→ 文本段落:

┄┄┄┄┄┄

“问世间情为何物?直叫生死相许。”
何为情?我感动于元好问笔下大雁的不离不弃,赞赏《上邪》的惊天动地,嗟叹东野圭吾笔下《嫌疑人X的献身》中石神为靖子无怨无悔的全身心付出……世界上有部分幸运的人能得到异性之情爱,然而情爱有冥冥中的吸引,非人力所能强求,只能说“得之我幸,不得我命。”
重温欧·亨利《最后一片叶子》,我发现芸芸众生中,还有一种爱虽然比不得爱情之酒的浓烈,也远不如亲情之醴的甘美,但却更绵柔更平和更博大更深广,水一般的纯净,空气一样的淡然。不像爱情一样要求回报,不像亲情一样奢求回馈。大家只携手一程,我只做好我,你只成为你,相聚而欢,分散亦喜。
1.志同道合的友情
《最后一片叶子》一文中,苏和琼斯在饭店邂逅,因为“在艺术趣味、饮食口味和衣食品味上非常一致,于是就联合建立了一个画室。”不需要承诺,更无需“领证”,两位年轻的女画家就抱团取暖了。接下来怎么相处?继续随心所欲啊!只听凭自己内心的声音。
寒冬来临,可怜的琼斯被肺炎击倒,贫穷限制了她们对医疗技术的想象力,病患让琼斯丧失了生的意志,当一个人罹患疾病的时候,胡思乱想也在所难免。死亡面前的琼斯可以任性而为,发点儿脾气。作为同伴的苏其实并无义务为她求医问药,精心伺候她饮食起居,更要照顾她的坏情绪。但苏的“心”只想到如何帮助琼斯振作精神,如何挣出两人第二天的口粮,躲起来大哭一场之后的苏“哼着拉格泰姆愉快的调子,精神百倍地走进了琼斯的房间。”分明化身为一名优秀的演员。
2.源自人性的真情
如果说苏的不离不弃是因为和琼斯志同道合,朝夕相处了半年的情分,那老贝尔曼呢?

┄┄┄┄┄┄

→ 练习数据:

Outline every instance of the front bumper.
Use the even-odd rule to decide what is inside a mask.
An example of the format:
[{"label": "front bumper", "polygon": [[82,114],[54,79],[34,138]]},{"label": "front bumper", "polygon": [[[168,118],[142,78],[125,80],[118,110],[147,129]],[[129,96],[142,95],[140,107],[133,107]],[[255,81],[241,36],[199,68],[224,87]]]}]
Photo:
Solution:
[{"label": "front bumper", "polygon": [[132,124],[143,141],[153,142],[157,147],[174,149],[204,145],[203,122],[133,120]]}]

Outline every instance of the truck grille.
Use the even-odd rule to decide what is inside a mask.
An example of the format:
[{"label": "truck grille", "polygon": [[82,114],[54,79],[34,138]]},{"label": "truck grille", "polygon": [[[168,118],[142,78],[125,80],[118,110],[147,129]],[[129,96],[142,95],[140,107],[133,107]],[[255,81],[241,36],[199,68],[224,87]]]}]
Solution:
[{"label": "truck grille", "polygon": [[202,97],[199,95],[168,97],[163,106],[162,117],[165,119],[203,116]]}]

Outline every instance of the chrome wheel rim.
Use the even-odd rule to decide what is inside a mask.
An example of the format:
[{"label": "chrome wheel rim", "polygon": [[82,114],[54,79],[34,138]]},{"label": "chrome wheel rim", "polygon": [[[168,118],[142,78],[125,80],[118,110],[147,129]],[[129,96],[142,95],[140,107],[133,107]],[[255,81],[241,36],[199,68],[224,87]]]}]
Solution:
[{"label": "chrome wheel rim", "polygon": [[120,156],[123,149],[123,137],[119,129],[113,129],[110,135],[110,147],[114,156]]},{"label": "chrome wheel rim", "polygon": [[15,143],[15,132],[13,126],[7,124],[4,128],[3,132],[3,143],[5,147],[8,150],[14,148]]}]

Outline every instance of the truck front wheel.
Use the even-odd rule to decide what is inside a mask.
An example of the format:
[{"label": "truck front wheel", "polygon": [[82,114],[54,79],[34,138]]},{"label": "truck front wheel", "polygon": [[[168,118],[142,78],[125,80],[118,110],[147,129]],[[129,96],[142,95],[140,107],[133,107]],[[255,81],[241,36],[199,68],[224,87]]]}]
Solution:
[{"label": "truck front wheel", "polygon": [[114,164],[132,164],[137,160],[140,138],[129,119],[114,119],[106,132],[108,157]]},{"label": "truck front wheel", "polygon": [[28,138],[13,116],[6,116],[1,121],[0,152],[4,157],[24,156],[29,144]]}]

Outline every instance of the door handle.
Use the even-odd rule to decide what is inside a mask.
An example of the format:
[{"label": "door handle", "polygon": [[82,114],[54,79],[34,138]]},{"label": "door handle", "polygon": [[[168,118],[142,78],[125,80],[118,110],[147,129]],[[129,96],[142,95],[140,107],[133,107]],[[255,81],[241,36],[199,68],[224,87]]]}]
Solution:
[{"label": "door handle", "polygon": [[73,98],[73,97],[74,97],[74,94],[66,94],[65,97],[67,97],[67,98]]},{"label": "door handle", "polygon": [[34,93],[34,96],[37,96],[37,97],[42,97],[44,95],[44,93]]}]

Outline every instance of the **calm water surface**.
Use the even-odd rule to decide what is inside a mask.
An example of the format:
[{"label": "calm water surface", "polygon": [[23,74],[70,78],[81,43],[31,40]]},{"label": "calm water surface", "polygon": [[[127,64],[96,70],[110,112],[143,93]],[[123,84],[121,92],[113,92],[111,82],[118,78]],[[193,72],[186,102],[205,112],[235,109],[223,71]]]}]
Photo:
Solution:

┄┄┄┄┄┄

→ 任务说明:
a. 列出这篇谈友情的短文中所有用书名号标出的作品名称。
b. 把这篇谈友情的短文里从“重温欧·亨利《最后一片叶子》”开始、一直到“如果说苏的不离不弃是因为和琼斯志同道合,朝夕相处了半年的情分,那老贝尔曼呢?”为止的内容原样照抄一遍。
c. 接着这篇谈友情的短文的最后一句，写出紧随其后的下一部分。

→ 参考答案:
a.
《上邪》
《嫌疑人X的献身》
《最后一片叶子》

b.
重温欧·亨利《最后一片叶子》,我发现芸芸众生中,还有一种爱虽然比不得爱情之酒的浓烈,也远不如亲情之醴的甘美,但却更绵柔更平和更博大更深广,水一般的纯净,空气一样的淡然。不像爱情一样要求回报,不像亲情一样奢求回馈。大家只携手一程,我只做好我,你只成为你,相聚而欢,分散亦喜。
1.志同道合的友情
《最后一片叶子》一文中,苏和琼斯在饭店邂逅,因为“在艺术趣味、饮食口味和衣食品味上非常一致,于是就联合建立了一个画室。”不需要承诺,更无需“领证”,两位年轻的女画家就抱团取暖了。接下来怎么相处?继续随心所欲啊!只听凭自己内心的声音。
寒冬来临,可怜的琼斯被肺炎击倒,贫穷限制了她们对医疗技术的想象力,病患让琼斯丧失了生的意志,当一个人罹患疾病的时候,胡思乱想也在所难免。死亡面前的琼斯可以任性而为,发点儿脾气。作为同伴的苏其实并无义务为她求医问药,精心伺候她饮食起居,更要照顾她的坏情绪。但苏的“心”只想到如何帮助琼斯振作精神,如何挣出两人第二天的口粮,躲起来大哭一场之后的苏“哼着拉格泰姆愉快的调子,精神百倍地走进了琼斯的房间。”分明化身为一名优秀的演员。
2.源自人性的真情
如果说苏的不离不弃是因为和琼斯志同道合,朝夕相处了半年的情分,那老贝尔曼呢?

c.
老贝尔曼是个徒有一把长胡子的“画家”,“玩了四十年的刷子,也没能够到艺术女神的袍子。”艺术上毫无成就生活上穷困潦倒,嗜酒如命蔑视温情还脾气暴躁,某种意义上他就是个彻头彻尾的失败者。
然而,艺术成就和物质条件能代表一个人内心的善良吗?明代诗人曹学佺有著名对联:“仗义每多屠狗辈,负心多是读书人。”
老贝尔曼和苏及琼斯有什么关系?基本上没什么关系!他们算是楼上楼下的邻居,是偶尔的雇佣关系,老贝尔曼“靠给请不起职业模特的年轻画家们当模特挣几个小钱儿。”老贝尔曼“自认为是楼上两个年轻的艺术家的看家猛犬。”老贝尔曼虽然贫穷,但对两个年轻人充满发自内心的关爱和同情,这种关爱是出自天然的,没有任何私心杂念,纯属人性,来自本能。
“冷雨夹着雪花,下个不停。”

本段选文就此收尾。